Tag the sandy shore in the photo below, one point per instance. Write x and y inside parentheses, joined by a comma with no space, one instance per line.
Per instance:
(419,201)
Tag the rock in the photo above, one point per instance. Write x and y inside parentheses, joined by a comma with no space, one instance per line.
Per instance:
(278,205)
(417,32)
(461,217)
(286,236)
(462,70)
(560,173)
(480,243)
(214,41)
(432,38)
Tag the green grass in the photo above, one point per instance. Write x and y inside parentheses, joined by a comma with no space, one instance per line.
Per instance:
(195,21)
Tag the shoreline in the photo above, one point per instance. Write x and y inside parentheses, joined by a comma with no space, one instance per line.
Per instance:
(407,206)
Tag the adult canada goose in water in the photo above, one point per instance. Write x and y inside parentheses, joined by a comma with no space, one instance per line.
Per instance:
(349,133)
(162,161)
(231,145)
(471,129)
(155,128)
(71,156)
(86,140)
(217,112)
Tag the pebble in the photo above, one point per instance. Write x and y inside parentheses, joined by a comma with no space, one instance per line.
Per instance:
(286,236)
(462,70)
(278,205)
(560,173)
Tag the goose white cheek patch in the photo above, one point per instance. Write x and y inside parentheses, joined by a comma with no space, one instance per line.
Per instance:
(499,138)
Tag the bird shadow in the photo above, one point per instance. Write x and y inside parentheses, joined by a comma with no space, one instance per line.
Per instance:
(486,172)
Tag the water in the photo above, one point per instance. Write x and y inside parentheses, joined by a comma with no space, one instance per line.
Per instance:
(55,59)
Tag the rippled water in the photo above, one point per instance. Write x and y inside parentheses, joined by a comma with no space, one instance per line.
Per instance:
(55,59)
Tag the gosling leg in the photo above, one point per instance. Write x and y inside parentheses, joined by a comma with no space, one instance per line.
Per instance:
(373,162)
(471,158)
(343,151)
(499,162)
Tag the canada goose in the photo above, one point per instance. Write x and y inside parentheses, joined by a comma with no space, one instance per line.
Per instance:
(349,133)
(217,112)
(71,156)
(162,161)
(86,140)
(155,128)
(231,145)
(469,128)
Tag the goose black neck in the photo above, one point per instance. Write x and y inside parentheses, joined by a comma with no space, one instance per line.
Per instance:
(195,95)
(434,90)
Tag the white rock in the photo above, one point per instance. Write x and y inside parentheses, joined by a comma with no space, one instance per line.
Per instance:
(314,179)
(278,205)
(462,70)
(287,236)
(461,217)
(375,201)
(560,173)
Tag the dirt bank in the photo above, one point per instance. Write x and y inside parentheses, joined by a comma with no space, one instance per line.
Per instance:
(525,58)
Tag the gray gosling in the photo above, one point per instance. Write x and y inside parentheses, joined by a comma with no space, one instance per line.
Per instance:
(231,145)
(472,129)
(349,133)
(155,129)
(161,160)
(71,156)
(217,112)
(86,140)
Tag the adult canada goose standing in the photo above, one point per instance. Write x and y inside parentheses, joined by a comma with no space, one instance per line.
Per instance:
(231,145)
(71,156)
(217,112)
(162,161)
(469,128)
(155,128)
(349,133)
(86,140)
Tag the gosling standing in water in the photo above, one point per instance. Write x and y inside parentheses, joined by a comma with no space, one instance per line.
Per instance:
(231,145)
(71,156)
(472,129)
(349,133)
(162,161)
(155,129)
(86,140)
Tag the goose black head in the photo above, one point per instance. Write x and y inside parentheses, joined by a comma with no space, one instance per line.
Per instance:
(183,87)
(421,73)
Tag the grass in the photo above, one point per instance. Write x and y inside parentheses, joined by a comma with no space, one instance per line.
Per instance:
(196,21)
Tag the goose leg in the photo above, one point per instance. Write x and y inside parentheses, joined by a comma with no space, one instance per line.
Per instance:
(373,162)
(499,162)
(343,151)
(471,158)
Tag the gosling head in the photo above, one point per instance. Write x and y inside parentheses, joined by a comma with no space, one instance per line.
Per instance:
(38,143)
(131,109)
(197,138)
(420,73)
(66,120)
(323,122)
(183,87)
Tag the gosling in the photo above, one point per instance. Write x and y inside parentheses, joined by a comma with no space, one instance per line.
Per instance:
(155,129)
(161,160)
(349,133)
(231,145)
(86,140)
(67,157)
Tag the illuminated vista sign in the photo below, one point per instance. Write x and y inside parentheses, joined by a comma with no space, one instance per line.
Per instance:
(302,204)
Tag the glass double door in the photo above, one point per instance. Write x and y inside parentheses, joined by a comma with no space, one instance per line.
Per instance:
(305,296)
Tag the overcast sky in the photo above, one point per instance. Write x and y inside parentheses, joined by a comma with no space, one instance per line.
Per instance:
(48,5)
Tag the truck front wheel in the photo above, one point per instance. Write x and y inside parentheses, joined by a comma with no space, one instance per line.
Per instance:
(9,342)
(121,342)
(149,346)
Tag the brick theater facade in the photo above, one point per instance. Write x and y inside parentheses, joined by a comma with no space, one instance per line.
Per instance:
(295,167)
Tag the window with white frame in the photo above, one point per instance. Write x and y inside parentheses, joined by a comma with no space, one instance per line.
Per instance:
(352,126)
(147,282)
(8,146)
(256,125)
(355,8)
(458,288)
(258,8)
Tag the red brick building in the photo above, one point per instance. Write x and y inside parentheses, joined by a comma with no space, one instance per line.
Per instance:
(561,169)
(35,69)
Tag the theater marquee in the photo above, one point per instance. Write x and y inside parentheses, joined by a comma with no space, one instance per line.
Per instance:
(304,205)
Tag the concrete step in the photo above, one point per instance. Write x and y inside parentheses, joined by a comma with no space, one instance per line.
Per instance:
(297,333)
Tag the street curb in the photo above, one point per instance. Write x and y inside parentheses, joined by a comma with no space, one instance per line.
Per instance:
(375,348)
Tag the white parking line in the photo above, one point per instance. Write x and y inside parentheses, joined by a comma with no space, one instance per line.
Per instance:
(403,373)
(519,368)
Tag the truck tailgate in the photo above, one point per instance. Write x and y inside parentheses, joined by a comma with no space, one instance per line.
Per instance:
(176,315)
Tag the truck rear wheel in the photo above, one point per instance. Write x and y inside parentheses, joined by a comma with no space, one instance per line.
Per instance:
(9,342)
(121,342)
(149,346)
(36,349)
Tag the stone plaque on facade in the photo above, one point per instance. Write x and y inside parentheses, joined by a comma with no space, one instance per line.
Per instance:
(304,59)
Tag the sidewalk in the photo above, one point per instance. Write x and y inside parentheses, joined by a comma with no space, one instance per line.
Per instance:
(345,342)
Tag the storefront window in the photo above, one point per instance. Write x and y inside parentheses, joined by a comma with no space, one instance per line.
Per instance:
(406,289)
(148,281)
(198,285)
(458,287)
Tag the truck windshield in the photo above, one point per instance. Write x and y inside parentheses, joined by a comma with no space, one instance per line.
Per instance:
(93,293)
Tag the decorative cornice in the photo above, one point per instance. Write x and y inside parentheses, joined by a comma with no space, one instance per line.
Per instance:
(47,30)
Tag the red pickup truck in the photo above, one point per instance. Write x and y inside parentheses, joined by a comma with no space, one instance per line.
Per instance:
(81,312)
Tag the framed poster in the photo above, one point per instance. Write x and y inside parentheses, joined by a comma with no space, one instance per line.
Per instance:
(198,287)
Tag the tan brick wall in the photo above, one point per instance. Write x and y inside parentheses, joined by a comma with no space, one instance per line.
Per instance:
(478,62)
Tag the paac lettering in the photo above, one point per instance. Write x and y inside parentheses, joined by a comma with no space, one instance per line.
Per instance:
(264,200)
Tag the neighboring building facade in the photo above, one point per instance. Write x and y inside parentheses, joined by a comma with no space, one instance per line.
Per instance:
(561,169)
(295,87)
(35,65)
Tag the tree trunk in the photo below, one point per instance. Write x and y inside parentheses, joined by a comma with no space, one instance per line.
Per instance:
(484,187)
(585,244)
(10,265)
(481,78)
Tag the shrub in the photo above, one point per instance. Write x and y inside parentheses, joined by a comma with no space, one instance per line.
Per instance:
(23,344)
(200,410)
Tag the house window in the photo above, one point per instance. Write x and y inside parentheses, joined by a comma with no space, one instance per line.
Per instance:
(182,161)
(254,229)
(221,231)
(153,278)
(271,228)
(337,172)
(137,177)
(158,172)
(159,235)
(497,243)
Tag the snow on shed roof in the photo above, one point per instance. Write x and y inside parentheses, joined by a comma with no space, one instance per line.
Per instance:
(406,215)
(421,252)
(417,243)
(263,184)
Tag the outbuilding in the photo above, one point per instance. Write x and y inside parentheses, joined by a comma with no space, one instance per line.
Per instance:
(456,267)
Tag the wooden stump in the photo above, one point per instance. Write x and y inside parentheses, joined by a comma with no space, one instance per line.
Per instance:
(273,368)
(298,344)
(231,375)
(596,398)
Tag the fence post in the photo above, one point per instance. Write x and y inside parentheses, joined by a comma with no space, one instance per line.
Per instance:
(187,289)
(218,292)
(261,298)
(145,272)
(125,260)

■ PROBLEM DESCRIPTION
Rewrite every line from the one containing "Tag the snow" through the end of the items, inclusive, keeping the requests as they are. Offset each answer coordinate, x and y alike, by -32.

■ WRITTEN SOLUTION
Tag the snow on shed roof in the photo above, one point per instance. Write x and y inside parentheses, joined by a comma with no space, one instance per line.
Per instance:
(374,183)
(389,220)
(385,211)
(231,152)
Tag the outbuilding in the photo above, one point per instance. Write x and y inside parentheses, joined by a comma with no space, one instance per line.
Per instance:
(424,235)
Tag the wooden stump in the photo above, one point per instance. Write x and y inside parentheses, joined by a comma with no space, one instance per line.
Per instance:
(241,336)
(266,312)
(199,343)
(564,366)
Tag the fence post in the photo above, one point per instance. Write x and y inside parentheses, joined by a comma with no space, one instance per line.
Per instance:
(155,257)
(186,260)
(229,266)
(113,240)
(93,228)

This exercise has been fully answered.